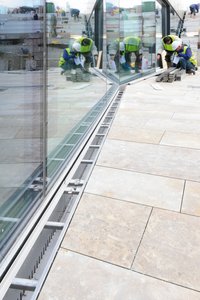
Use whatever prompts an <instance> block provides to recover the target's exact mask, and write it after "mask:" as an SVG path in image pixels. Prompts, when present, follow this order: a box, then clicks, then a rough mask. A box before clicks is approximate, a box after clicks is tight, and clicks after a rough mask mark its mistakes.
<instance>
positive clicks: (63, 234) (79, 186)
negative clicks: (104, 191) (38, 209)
mask: <svg viewBox="0 0 200 300" xmlns="http://www.w3.org/2000/svg"><path fill="white" fill-rule="evenodd" d="M124 89H125V87H121V89H120V90H119V92H118V94H117V96H116V97H115V98H114V99H113V100H112V102H111V105H110V107H109V109H108V110H107V112H106V114H105V115H104V118H103V120H102V121H101V123H100V124H99V125H98V126H97V129H96V131H95V133H94V135H93V136H92V138H91V139H90V142H89V144H88V145H87V146H86V149H85V152H84V154H83V157H82V159H81V160H80V162H79V164H78V165H77V167H76V168H75V171H74V173H73V174H72V176H71V179H69V178H68V179H66V180H65V182H64V183H63V184H62V186H61V187H60V190H59V191H58V193H57V196H55V197H54V198H55V203H56V204H55V207H54V208H53V210H52V211H51V214H50V215H49V217H48V218H47V222H46V223H45V226H43V228H42V229H41V231H40V234H39V235H38V237H37V239H36V242H35V243H34V244H33V245H32V247H31V248H30V250H29V251H28V255H27V256H26V257H25V259H23V264H22V265H21V267H20V269H19V271H18V272H17V274H16V276H15V278H14V279H13V280H12V284H11V285H10V287H9V289H8V291H7V293H6V294H5V296H4V298H3V299H4V300H14V299H15V300H23V299H26V300H29V299H32V300H33V299H36V298H37V296H38V294H39V291H40V289H41V287H42V284H43V282H44V280H45V277H46V276H47V273H48V271H49V269H50V266H51V264H52V262H53V259H54V257H55V255H56V253H57V251H58V248H59V246H60V243H61V241H62V239H63V236H64V234H65V233H66V231H67V229H68V226H69V223H70V221H71V219H72V217H73V214H74V212H75V210H76V207H77V205H78V203H79V201H80V198H81V195H82V193H83V191H84V188H85V184H86V182H87V180H88V178H89V176H90V174H91V172H92V169H93V167H94V165H95V162H96V160H97V157H98V155H99V152H100V150H101V147H102V146H103V142H104V140H105V138H106V136H107V134H108V131H109V129H110V126H111V124H112V121H113V119H114V116H115V114H116V111H117V108H118V106H119V103H120V101H121V97H122V95H123V92H124ZM56 197H57V199H56ZM52 205H53V204H52ZM43 217H44V216H43ZM38 226H39V225H38ZM30 238H31V237H30Z"/></svg>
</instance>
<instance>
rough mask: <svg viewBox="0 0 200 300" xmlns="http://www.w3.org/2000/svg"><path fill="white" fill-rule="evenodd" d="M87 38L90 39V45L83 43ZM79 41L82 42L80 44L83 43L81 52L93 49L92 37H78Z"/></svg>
mask: <svg viewBox="0 0 200 300" xmlns="http://www.w3.org/2000/svg"><path fill="white" fill-rule="evenodd" d="M85 39H87V40H89V41H90V43H89V45H86V46H84V45H82V42H83V40H85ZM77 42H78V43H80V45H81V51H80V52H81V53H86V52H90V51H91V50H92V46H93V40H91V39H90V38H86V37H81V38H79V39H77Z"/></svg>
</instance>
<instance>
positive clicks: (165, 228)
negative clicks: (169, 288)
mask: <svg viewBox="0 0 200 300" xmlns="http://www.w3.org/2000/svg"><path fill="white" fill-rule="evenodd" d="M199 249H200V219H199V218H197V217H194V216H188V215H184V214H180V213H176V212H170V211H164V210H159V209H154V210H153V213H152V215H151V218H150V220H149V223H148V226H147V228H146V231H145V234H144V236H143V239H142V242H141V244H140V247H139V250H138V253H137V256H136V259H135V261H134V263H133V270H134V271H137V272H140V273H143V274H147V275H149V276H153V277H156V278H159V279H162V280H166V281H169V282H174V283H175V284H179V285H181V286H185V287H188V288H191V289H194V290H197V291H200V268H199V263H198V262H199V261H200V251H199Z"/></svg>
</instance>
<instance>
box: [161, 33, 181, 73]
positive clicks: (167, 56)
mask: <svg viewBox="0 0 200 300" xmlns="http://www.w3.org/2000/svg"><path fill="white" fill-rule="evenodd" d="M174 41H179V42H181V43H182V41H181V39H180V38H179V37H178V36H177V35H166V36H164V37H163V38H162V46H163V49H164V50H165V51H166V55H165V61H166V63H167V67H168V68H170V67H171V66H172V62H171V58H172V55H173V53H174V50H173V48H172V43H173V42H174Z"/></svg>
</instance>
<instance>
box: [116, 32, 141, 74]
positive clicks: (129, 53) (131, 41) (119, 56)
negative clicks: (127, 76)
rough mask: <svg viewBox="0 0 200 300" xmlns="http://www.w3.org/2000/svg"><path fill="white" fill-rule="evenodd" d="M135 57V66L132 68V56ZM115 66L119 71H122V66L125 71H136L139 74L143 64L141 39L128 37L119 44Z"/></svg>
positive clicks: (132, 36) (135, 71)
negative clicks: (118, 48)
mask: <svg viewBox="0 0 200 300" xmlns="http://www.w3.org/2000/svg"><path fill="white" fill-rule="evenodd" d="M132 53H134V55H135V66H134V67H133V66H132V60H131V56H132ZM114 60H115V64H116V67H117V71H118V72H119V71H120V66H121V67H122V69H123V70H125V71H130V70H132V69H134V70H135V72H136V73H138V72H139V69H140V68H141V63H142V53H141V39H140V38H139V37H135V36H128V37H126V38H124V39H123V41H121V42H119V49H118V51H117V52H116V54H115V58H114Z"/></svg>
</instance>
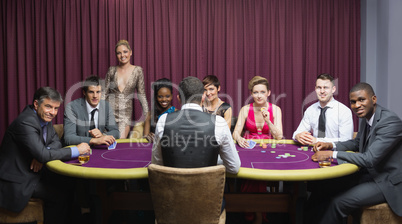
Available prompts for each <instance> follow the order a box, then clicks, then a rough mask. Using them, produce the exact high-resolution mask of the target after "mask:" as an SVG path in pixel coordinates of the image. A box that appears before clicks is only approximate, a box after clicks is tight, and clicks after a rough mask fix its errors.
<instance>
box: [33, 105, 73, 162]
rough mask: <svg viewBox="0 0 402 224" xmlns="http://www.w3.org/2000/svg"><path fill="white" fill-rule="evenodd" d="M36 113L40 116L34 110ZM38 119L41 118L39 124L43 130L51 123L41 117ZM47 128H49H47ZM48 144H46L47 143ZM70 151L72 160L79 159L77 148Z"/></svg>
mask: <svg viewBox="0 0 402 224" xmlns="http://www.w3.org/2000/svg"><path fill="white" fill-rule="evenodd" d="M33 111H34V112H35V114H38V113H37V112H36V110H33ZM38 118H39V124H40V126H41V127H42V128H43V126H44V125H46V126H47V124H48V123H49V122H45V121H44V120H42V118H40V117H39V116H38ZM46 128H47V127H46ZM45 143H46V142H45ZM46 148H47V149H50V148H49V147H46ZM70 149H71V158H77V157H78V156H79V155H80V151H78V148H77V147H75V146H73V147H70Z"/></svg>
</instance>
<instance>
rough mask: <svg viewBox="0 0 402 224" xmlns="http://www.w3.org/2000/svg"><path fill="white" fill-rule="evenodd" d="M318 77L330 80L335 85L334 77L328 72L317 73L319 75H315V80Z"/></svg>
mask: <svg viewBox="0 0 402 224" xmlns="http://www.w3.org/2000/svg"><path fill="white" fill-rule="evenodd" d="M318 79H322V80H329V81H331V82H332V84H333V85H335V83H334V77H332V75H330V74H328V73H322V74H319V75H318V76H317V79H316V80H318Z"/></svg>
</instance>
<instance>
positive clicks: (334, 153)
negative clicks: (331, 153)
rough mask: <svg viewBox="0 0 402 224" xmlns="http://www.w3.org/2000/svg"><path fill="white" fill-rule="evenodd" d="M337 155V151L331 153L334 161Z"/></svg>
mask: <svg viewBox="0 0 402 224" xmlns="http://www.w3.org/2000/svg"><path fill="white" fill-rule="evenodd" d="M337 155H338V151H333V152H332V158H334V159H336V158H337Z"/></svg>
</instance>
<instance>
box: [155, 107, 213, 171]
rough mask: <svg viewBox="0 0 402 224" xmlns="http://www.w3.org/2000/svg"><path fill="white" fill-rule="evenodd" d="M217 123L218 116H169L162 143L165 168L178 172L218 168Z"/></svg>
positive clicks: (210, 115)
mask: <svg viewBox="0 0 402 224" xmlns="http://www.w3.org/2000/svg"><path fill="white" fill-rule="evenodd" d="M215 119H216V116H215V115H211V114H207V113H204V112H201V111H198V110H191V109H186V110H180V111H176V112H173V113H170V114H168V115H167V118H166V123H165V129H164V131H163V136H162V139H161V148H162V157H163V164H164V165H165V166H170V167H178V168H197V167H206V166H215V165H216V163H217V159H218V153H219V149H220V146H219V145H218V143H217V142H216V138H215Z"/></svg>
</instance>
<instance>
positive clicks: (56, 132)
mask: <svg viewBox="0 0 402 224" xmlns="http://www.w3.org/2000/svg"><path fill="white" fill-rule="evenodd" d="M53 128H54V130H55V131H56V133H57V135H58V136H59V139H61V138H62V137H63V134H64V129H63V124H54V125H53Z"/></svg>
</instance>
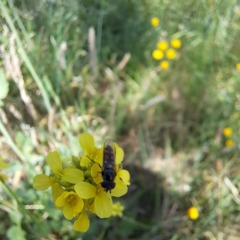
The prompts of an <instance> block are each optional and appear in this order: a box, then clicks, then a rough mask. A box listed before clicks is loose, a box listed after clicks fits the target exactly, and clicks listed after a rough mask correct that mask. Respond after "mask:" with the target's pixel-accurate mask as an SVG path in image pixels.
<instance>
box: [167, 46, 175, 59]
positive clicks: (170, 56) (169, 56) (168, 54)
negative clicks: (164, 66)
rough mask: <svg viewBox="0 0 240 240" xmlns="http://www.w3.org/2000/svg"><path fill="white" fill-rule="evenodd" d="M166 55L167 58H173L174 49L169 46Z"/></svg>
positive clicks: (171, 58)
mask: <svg viewBox="0 0 240 240" xmlns="http://www.w3.org/2000/svg"><path fill="white" fill-rule="evenodd" d="M166 57H167V58H168V59H174V58H175V57H176V52H175V50H174V49H172V48H170V49H168V50H167V51H166Z"/></svg>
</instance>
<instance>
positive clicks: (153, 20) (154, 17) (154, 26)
mask: <svg viewBox="0 0 240 240" xmlns="http://www.w3.org/2000/svg"><path fill="white" fill-rule="evenodd" d="M159 23H160V20H159V18H157V17H154V18H152V19H151V24H152V26H153V27H158V25H159Z"/></svg>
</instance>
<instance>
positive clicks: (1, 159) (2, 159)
mask: <svg viewBox="0 0 240 240" xmlns="http://www.w3.org/2000/svg"><path fill="white" fill-rule="evenodd" d="M7 167H8V164H7V163H5V162H4V161H3V159H2V157H1V156H0V168H2V169H3V168H7Z"/></svg>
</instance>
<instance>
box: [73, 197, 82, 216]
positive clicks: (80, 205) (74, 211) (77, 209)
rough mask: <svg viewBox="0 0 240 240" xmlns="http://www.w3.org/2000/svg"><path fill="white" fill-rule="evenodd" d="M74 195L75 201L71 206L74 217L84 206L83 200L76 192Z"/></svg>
mask: <svg viewBox="0 0 240 240" xmlns="http://www.w3.org/2000/svg"><path fill="white" fill-rule="evenodd" d="M74 195H75V201H76V202H75V204H74V205H73V206H72V208H73V212H74V217H75V216H76V215H78V214H79V213H80V212H81V211H82V209H83V207H84V202H83V200H82V199H81V198H80V197H79V196H78V195H77V194H74Z"/></svg>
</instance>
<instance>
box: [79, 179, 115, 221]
mask: <svg viewBox="0 0 240 240" xmlns="http://www.w3.org/2000/svg"><path fill="white" fill-rule="evenodd" d="M74 189H75V191H76V193H77V194H78V196H80V197H81V198H83V199H90V198H95V199H94V208H95V212H96V214H97V215H98V217H100V218H108V217H110V216H111V215H112V209H111V205H112V198H111V196H110V194H109V193H106V192H105V191H104V189H103V188H101V187H100V186H99V187H95V186H93V185H92V184H90V183H87V182H79V183H77V184H76V185H75V187H74Z"/></svg>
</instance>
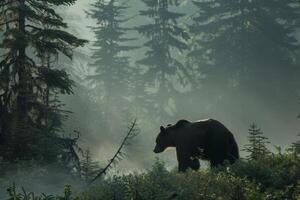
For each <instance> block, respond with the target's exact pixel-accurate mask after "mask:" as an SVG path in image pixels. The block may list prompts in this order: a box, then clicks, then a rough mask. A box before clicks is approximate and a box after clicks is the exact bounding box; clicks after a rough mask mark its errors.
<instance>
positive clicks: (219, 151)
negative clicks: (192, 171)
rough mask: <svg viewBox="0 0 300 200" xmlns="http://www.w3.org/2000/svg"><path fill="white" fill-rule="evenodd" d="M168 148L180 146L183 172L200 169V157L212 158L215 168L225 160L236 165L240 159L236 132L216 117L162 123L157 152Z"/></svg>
mask: <svg viewBox="0 0 300 200" xmlns="http://www.w3.org/2000/svg"><path fill="white" fill-rule="evenodd" d="M168 147H175V148H176V154H177V160H178V171H179V172H184V171H186V170H187V169H188V168H191V169H192V170H198V169H199V168H200V162H199V159H202V160H208V161H209V162H210V165H211V167H217V166H221V165H223V164H224V161H225V160H228V161H229V162H230V163H231V164H232V163H234V162H235V161H236V160H237V159H239V147H238V145H237V143H236V141H235V139H234V136H233V134H232V133H231V132H230V131H229V130H228V129H227V128H226V127H225V126H224V125H223V124H222V123H221V122H219V121H217V120H215V119H206V120H199V121H195V122H190V121H188V120H179V121H178V122H177V123H176V124H175V125H171V124H169V125H168V126H167V127H163V126H160V132H159V134H158V136H157V137H156V146H155V148H154V150H153V151H154V153H161V152H163V151H164V150H165V149H166V148H168Z"/></svg>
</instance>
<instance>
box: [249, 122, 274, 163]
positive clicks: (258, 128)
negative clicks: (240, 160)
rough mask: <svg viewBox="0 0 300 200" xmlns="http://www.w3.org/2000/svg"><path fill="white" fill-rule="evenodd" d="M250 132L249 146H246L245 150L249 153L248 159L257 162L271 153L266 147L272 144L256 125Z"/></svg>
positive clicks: (249, 128)
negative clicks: (249, 159) (269, 153)
mask: <svg viewBox="0 0 300 200" xmlns="http://www.w3.org/2000/svg"><path fill="white" fill-rule="evenodd" d="M248 131H249V136H248V140H249V144H246V145H245V148H244V151H246V152H247V153H249V155H248V158H249V159H253V160H256V159H258V158H260V157H263V156H266V155H267V154H268V153H270V152H269V150H268V149H267V146H266V145H267V144H268V143H270V142H269V141H268V138H267V137H265V136H264V134H263V132H262V131H261V130H260V129H259V128H258V127H257V125H256V124H254V123H253V124H251V125H250V128H249V130H248Z"/></svg>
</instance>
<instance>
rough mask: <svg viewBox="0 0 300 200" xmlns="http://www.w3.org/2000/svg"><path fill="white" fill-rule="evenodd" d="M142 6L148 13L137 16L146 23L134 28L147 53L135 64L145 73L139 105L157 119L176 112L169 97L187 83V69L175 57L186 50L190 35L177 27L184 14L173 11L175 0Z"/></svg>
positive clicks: (156, 1) (143, 13)
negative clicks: (142, 87) (178, 20)
mask: <svg viewBox="0 0 300 200" xmlns="http://www.w3.org/2000/svg"><path fill="white" fill-rule="evenodd" d="M143 2H144V3H145V5H146V6H147V9H146V10H142V11H140V15H141V16H143V17H147V19H148V21H149V23H148V24H144V25H141V26H139V27H137V31H138V32H139V33H140V34H141V35H142V36H143V37H145V38H147V39H148V41H147V42H145V43H144V45H143V47H145V48H146V49H147V51H146V53H145V57H144V58H143V59H141V60H139V61H137V64H138V65H141V66H144V68H143V69H144V70H145V71H146V72H145V73H143V74H142V75H141V77H140V79H141V80H142V86H143V90H144V93H145V95H144V96H142V97H141V101H142V102H143V103H144V105H145V106H146V107H147V108H148V111H153V112H155V113H156V116H157V114H160V116H163V115H166V114H169V115H172V114H174V113H175V112H176V109H175V106H176V105H174V104H176V103H175V102H174V98H172V97H174V95H176V94H178V93H179V92H180V91H179V90H178V88H180V87H184V86H186V84H187V83H188V82H189V79H188V78H187V77H189V74H188V71H187V69H186V67H185V66H184V65H183V64H182V63H181V62H180V61H179V60H177V59H176V56H177V55H178V54H177V53H179V52H181V53H182V52H183V51H185V50H186V49H187V48H188V47H187V45H186V41H187V40H188V39H189V35H188V33H187V32H186V31H185V30H184V29H183V28H181V27H180V26H179V25H178V20H179V19H180V18H181V17H183V16H185V14H183V13H178V12H175V11H172V8H174V7H176V6H178V1H177V0H171V1H170V0H143ZM145 67H146V68H145ZM166 108H167V109H166Z"/></svg>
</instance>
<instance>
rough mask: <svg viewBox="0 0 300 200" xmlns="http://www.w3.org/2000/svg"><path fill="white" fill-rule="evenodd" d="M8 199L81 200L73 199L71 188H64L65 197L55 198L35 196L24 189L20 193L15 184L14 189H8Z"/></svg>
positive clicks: (11, 187)
mask: <svg viewBox="0 0 300 200" xmlns="http://www.w3.org/2000/svg"><path fill="white" fill-rule="evenodd" d="M7 192H8V195H9V197H8V199H7V200H79V198H73V197H72V192H71V186H70V185H66V186H65V188H64V196H63V197H59V196H53V195H46V194H42V195H38V196H37V195H35V194H34V193H32V192H30V193H28V192H26V191H25V189H24V188H22V192H18V191H17V189H16V186H15V184H13V186H12V187H10V188H8V189H7Z"/></svg>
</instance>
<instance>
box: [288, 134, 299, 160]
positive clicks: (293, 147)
mask: <svg viewBox="0 0 300 200" xmlns="http://www.w3.org/2000/svg"><path fill="white" fill-rule="evenodd" d="M298 136H300V135H298ZM288 150H289V151H290V152H292V153H294V154H295V155H297V156H299V155H300V140H299V139H298V140H297V141H296V142H293V143H292V144H291V146H290V148H289V149H288Z"/></svg>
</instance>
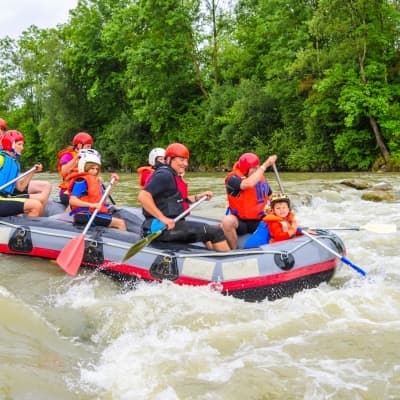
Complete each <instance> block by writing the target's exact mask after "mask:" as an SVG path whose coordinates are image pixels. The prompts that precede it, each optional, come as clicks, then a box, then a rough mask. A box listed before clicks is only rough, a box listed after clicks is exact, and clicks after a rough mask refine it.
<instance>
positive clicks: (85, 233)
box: [82, 178, 115, 236]
mask: <svg viewBox="0 0 400 400" xmlns="http://www.w3.org/2000/svg"><path fill="white" fill-rule="evenodd" d="M114 182H115V179H114V178H112V179H111V181H110V183H109V184H108V186H107V189H106V191H105V192H104V193H103V196H101V199H100V201H99V203H100V204H103V203H104V202H105V201H106V198H107V196H108V194H109V193H110V191H111V189H112V185H113V184H114ZM98 212H99V209H98V208H96V209H95V210H94V211H93V213H92V215H91V217H90V218H89V221H88V223H87V224H86V226H85V229H84V230H83V232H82V236H85V235H86V233H87V231H88V230H89V229H90V227H91V225H92V223H93V221H94V219H95V218H96V215H97V213H98Z"/></svg>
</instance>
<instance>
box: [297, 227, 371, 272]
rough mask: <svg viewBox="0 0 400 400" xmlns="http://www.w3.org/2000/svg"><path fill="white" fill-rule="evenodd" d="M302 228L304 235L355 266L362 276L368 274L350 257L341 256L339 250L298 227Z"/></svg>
mask: <svg viewBox="0 0 400 400" xmlns="http://www.w3.org/2000/svg"><path fill="white" fill-rule="evenodd" d="M298 229H299V230H300V232H302V233H303V234H304V235H306V236H307V237H309V238H310V239H311V240H313V241H314V242H316V243H318V244H319V245H320V246H322V247H323V248H324V249H325V250H327V251H329V252H330V253H332V254H333V255H334V256H336V257H337V258H339V259H340V261H342V262H343V263H345V264H347V265H349V266H350V267H351V268H353V269H354V270H355V271H357V272H358V273H359V274H361V275H362V276H365V275H367V273H366V272H365V271H364V270H363V269H362V268H361V267H359V266H358V265H356V264H354V263H352V262H351V261H350V260H349V259H348V258H346V257H344V256H341V255H340V254H339V253H338V252H336V251H335V250H333V249H331V248H330V247H329V246H327V245H326V244H325V243H322V242H321V241H319V240H318V239H317V238H316V237H314V236H313V235H311V234H310V233H308V232H307V231H305V230H303V229H301V228H298Z"/></svg>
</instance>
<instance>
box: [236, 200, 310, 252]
mask: <svg viewBox="0 0 400 400" xmlns="http://www.w3.org/2000/svg"><path fill="white" fill-rule="evenodd" d="M298 228H299V226H298V224H297V221H296V216H295V214H294V212H293V211H292V210H291V208H290V199H289V197H288V196H287V195H286V194H284V193H273V194H272V195H271V198H270V210H269V212H268V213H267V215H266V216H265V217H264V218H263V219H262V220H261V222H260V223H259V225H258V227H257V229H256V231H255V232H254V233H253V234H252V235H251V236H249V238H248V239H247V240H246V242H245V244H244V246H243V247H244V248H245V249H248V248H251V247H257V246H261V245H263V244H268V243H274V242H279V241H281V240H287V239H290V238H292V237H294V236H301V235H302V233H301V231H300V230H299V229H298ZM308 232H309V233H311V234H314V233H315V232H313V231H311V230H308Z"/></svg>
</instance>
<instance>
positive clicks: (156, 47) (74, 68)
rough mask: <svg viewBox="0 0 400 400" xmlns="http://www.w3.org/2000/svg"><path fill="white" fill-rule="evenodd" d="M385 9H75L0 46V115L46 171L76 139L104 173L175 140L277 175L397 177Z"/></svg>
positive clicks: (109, 3)
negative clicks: (274, 162)
mask: <svg viewBox="0 0 400 400" xmlns="http://www.w3.org/2000/svg"><path fill="white" fill-rule="evenodd" d="M399 30H400V8H399V4H398V2H397V1H393V0H285V1H283V0H236V1H234V0H232V1H223V0H182V1H176V0H79V1H78V5H77V6H76V8H75V9H73V10H71V12H70V18H69V20H68V22H67V23H66V24H62V25H58V26H57V27H56V28H52V29H43V30H42V29H39V28H37V27H36V26H34V25H32V26H31V27H30V28H29V29H28V30H26V31H25V32H23V33H22V35H21V36H20V37H19V38H18V39H17V40H13V39H11V38H9V37H4V38H0V57H1V59H0V117H1V118H4V119H5V120H6V121H7V123H8V126H9V127H10V128H12V129H17V130H20V131H21V132H22V133H23V134H24V135H25V137H26V150H25V151H24V156H23V160H24V161H25V162H26V163H27V164H32V163H34V162H36V161H38V160H40V161H41V162H42V163H43V164H44V165H46V166H47V167H48V168H55V165H56V154H57V151H58V150H60V149H61V148H63V147H65V146H66V145H68V144H70V142H71V139H72V137H73V136H74V135H75V134H76V133H77V132H80V131H86V132H89V133H90V134H91V135H92V136H93V137H94V138H95V148H96V149H97V150H99V151H100V152H101V153H102V155H103V160H104V162H105V166H106V167H110V168H118V169H125V170H133V169H136V168H137V167H138V166H139V165H142V164H144V163H145V162H146V159H147V155H148V152H149V151H150V150H151V149H152V148H153V147H160V146H161V147H164V146H166V145H168V144H169V143H171V142H176V141H179V142H182V143H185V144H186V145H187V146H188V147H189V148H190V150H191V167H192V168H202V169H225V168H229V167H230V166H231V165H232V164H233V163H234V162H235V160H236V159H237V157H238V156H239V155H240V154H241V153H243V152H248V151H252V152H255V153H257V154H258V155H259V156H260V157H261V158H263V157H266V156H268V155H270V154H277V155H278V164H279V167H280V168H281V169H282V170H292V171H330V170H369V169H375V170H376V169H379V168H384V169H386V170H400V113H399V112H398V111H399V109H400V103H399V96H400V75H399V69H400V51H399V39H400V32H399Z"/></svg>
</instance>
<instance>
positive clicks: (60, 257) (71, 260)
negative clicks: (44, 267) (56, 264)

- - - - - - -

**Requirement**
Copy back, word for word, every line between the top of the material above and the line that contains "positive clicks: (63, 234) (79, 186)", both included, without any pictures.

**Solved problem**
Use whatever prompts an <instance> block provides to recover the target's exact mask, and write it after "mask:" as an SVG path in image pixels. Prompts, when present, follow this order: a box, then clicks, then a rough mask. A box before clicks is approximate, a box after clicks is tight, and clicks after a rough mask mark its mistakes.
<instance>
positive clicks: (63, 234) (79, 186)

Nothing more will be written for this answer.